## Excerpt to read
**********
Programming language
Python 3.6 or higher
Dependencies
Numpy, pandas, requests, re, scispacy, spacy, lxml, torch, keras, sklearn, transformers, html
List of contributors
Junxia Lin, Yuezheng He, Subha Madhavan, Chul Kim, Simina M. Boca.
Software location
Archive
Name: PyPi
Persistent identifier: https://pypi.org/project/biomarker-nlp/
Licence: MIT
Publisher: Junxia Lin
Version published: 0.0.4
Date published: 09/04/21
Code repository
Name: GitHub
Identifier: https://github.com/Damonlin11/FDA-approved-Targeted-Therapies-Label-Extraction/tree/main/biomarker_nlp
Licence: MIT
Date published: 09/05/21
Language
English
Reuse potential
biomarker_nlp is useful for a variety of users who want to detect biomarker information from free text, including but not restricted to the list of FDA-approved targeted cancer therapies available on the NCI website or the DailyMed database of drug labels on the NLM website. In addition, it is capable of detecting negation in any free text. biomarker_nlp could also be integrated into an “AI-augmented curation” workflow, building on similar work by Mahmood et al. (2017), which developed a system to extract associations between genomic anomalies and drug responses from the biomedical literature [9]. The package is written in Python, a widely used programming language. It is well documented and archived on both Python Package Index (PyPI) and GitHub repositories. Users can provide their questions or comments on GitHub issues or through email, and the authors of the package will do their best to support them.
Funding Information
This work was completed as part of a project funded by a pilot award (P30CA051008, PI of pilot: Kim).
**********
## Collected data
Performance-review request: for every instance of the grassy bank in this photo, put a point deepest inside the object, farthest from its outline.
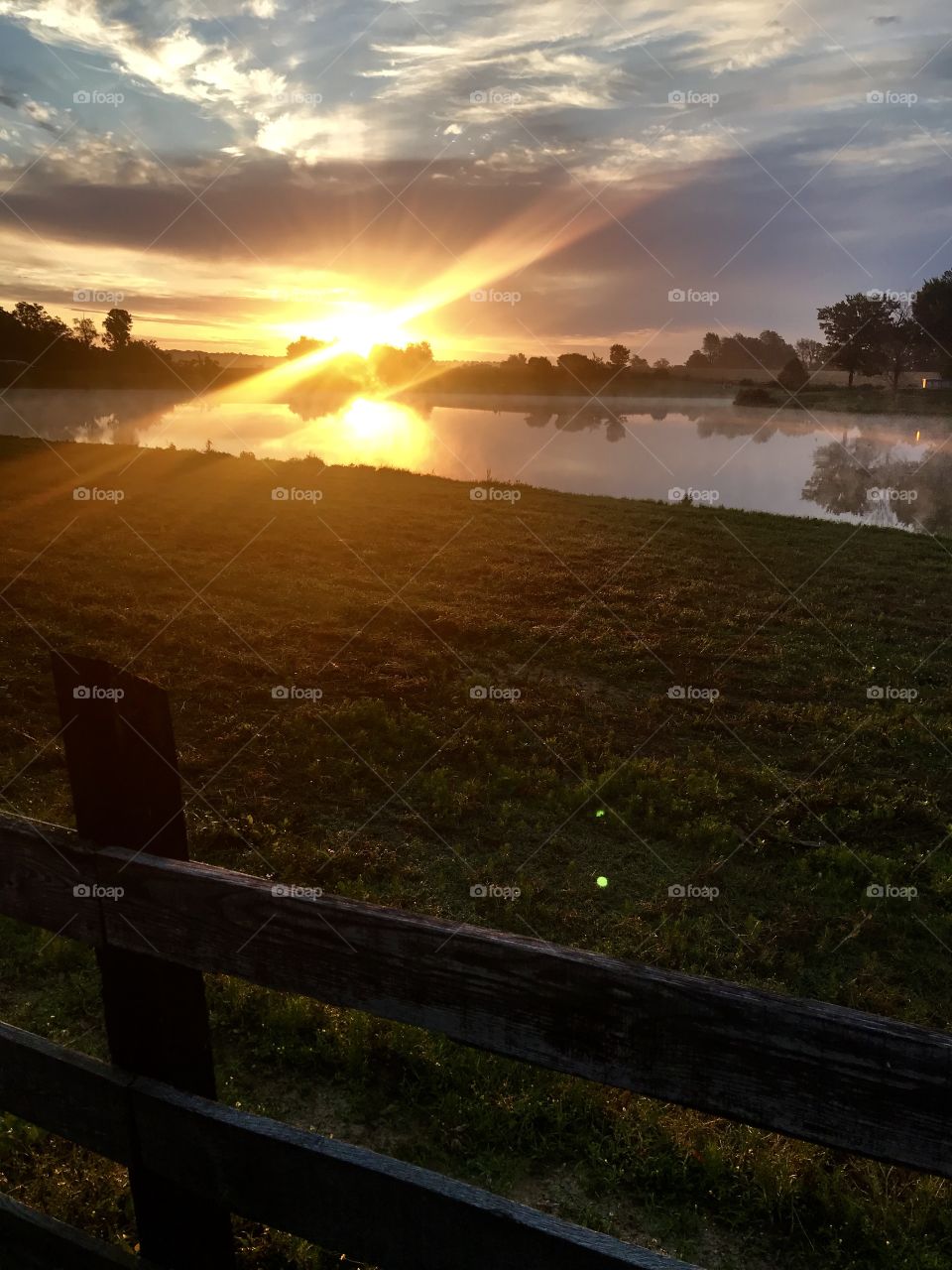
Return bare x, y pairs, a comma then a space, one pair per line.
**********
## Work instructions
In the biomarker_nlp software description, do these statements agree with the text? Answer each with yes or no and quote the deciding words. (a) The published version of the package is 0.0.4. (b) biomarker_nlp can detect negation only in drug labels. (c) The package needs Python 3.6 or higher.

## Written solution
(a) Yes: "Version published: 0.0.4"
(b) No: "it is capable of detecting negation in any free text"
(c) Yes: "Python 3.6 or higher"